## TASK OBJECTIVE
Edit the lines starting at the one that contains "Mark one point per instance of the dry" and ending at the last line of the block, swapping "green bush" for "leafy bush" and leaving everything else unchanged. Return only those lines.

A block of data
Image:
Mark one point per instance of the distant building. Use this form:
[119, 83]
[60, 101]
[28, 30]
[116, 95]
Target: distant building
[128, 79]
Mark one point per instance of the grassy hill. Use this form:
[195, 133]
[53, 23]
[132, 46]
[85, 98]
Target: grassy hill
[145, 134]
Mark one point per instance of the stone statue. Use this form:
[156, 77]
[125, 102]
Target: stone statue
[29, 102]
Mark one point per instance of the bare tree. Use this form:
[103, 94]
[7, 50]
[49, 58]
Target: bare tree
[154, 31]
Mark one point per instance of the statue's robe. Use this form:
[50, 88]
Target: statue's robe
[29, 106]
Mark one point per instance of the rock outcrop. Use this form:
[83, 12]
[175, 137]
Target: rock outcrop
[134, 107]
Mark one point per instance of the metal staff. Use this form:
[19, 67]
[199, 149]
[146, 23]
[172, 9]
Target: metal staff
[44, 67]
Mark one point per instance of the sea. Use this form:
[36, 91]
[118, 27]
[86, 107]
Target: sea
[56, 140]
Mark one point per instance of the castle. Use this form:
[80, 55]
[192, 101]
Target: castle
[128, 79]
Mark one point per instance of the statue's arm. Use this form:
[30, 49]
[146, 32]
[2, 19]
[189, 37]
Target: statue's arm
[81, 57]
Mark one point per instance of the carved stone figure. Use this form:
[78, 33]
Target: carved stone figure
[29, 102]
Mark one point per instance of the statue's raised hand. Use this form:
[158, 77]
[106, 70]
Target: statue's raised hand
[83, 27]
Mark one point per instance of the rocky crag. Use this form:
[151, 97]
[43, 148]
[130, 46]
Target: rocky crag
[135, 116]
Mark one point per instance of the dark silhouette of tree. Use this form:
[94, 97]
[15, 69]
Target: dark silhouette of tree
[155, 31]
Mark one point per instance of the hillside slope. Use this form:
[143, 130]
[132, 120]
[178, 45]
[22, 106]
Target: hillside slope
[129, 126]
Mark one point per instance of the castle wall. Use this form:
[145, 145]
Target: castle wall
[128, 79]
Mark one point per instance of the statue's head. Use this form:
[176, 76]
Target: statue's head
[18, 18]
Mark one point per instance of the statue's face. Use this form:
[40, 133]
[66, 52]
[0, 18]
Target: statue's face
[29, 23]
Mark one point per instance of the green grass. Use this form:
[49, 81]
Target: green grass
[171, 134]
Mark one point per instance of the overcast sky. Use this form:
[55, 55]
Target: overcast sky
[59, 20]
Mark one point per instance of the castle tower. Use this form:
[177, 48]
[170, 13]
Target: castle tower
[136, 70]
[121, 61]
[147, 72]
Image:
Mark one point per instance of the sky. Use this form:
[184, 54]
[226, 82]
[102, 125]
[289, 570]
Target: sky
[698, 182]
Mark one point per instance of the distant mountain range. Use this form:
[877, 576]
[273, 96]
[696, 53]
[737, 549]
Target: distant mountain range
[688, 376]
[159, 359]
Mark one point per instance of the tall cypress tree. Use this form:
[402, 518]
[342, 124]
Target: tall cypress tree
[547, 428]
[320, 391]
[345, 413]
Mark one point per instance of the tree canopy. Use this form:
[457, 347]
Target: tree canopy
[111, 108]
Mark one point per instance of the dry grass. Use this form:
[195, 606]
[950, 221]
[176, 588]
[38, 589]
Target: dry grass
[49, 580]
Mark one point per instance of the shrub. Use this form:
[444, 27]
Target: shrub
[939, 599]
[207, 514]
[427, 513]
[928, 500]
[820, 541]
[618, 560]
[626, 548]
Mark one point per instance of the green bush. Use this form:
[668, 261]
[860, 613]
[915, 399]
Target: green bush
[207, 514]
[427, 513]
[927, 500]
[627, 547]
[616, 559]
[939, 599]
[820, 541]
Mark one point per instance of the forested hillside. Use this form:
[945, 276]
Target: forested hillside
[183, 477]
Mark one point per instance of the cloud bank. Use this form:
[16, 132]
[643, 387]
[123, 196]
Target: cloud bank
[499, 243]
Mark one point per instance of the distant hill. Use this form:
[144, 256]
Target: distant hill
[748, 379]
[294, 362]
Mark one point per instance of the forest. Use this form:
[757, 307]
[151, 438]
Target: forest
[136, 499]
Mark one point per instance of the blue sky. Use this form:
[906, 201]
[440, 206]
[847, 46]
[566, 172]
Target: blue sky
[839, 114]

## SOLUTION FOR THIS PROBLEM
Mark one point per instance of the dry grass. Use this form:
[195, 606]
[950, 221]
[176, 588]
[38, 589]
Target: dry grass
[49, 580]
Mark one point per instance of the shrub. Use this form:
[444, 27]
Target: shrub
[939, 599]
[207, 514]
[427, 513]
[928, 500]
[820, 541]
[618, 560]
[626, 548]
Mark one point per instance of the leafy bush. Use this form:
[668, 261]
[860, 613]
[915, 399]
Target: leafy bush
[207, 514]
[427, 513]
[927, 500]
[627, 547]
[616, 559]
[939, 599]
[820, 541]
Mark one point per instance of the forested hillside. Use this form:
[945, 276]
Target: forested hillside
[183, 477]
Mark one point per instance of the cloud bank. Use this form:
[16, 132]
[643, 387]
[123, 196]
Target: cloud bank
[499, 243]
Mark one point per instance of the distant hill. Use this form:
[144, 256]
Target: distant hill
[748, 379]
[294, 362]
Mark one point per instance of the forest. Use this form:
[757, 307]
[151, 438]
Target: forest
[136, 499]
Mark one point per instance of the blue sky. Use this form:
[906, 201]
[440, 206]
[847, 46]
[566, 172]
Target: blue sky
[839, 114]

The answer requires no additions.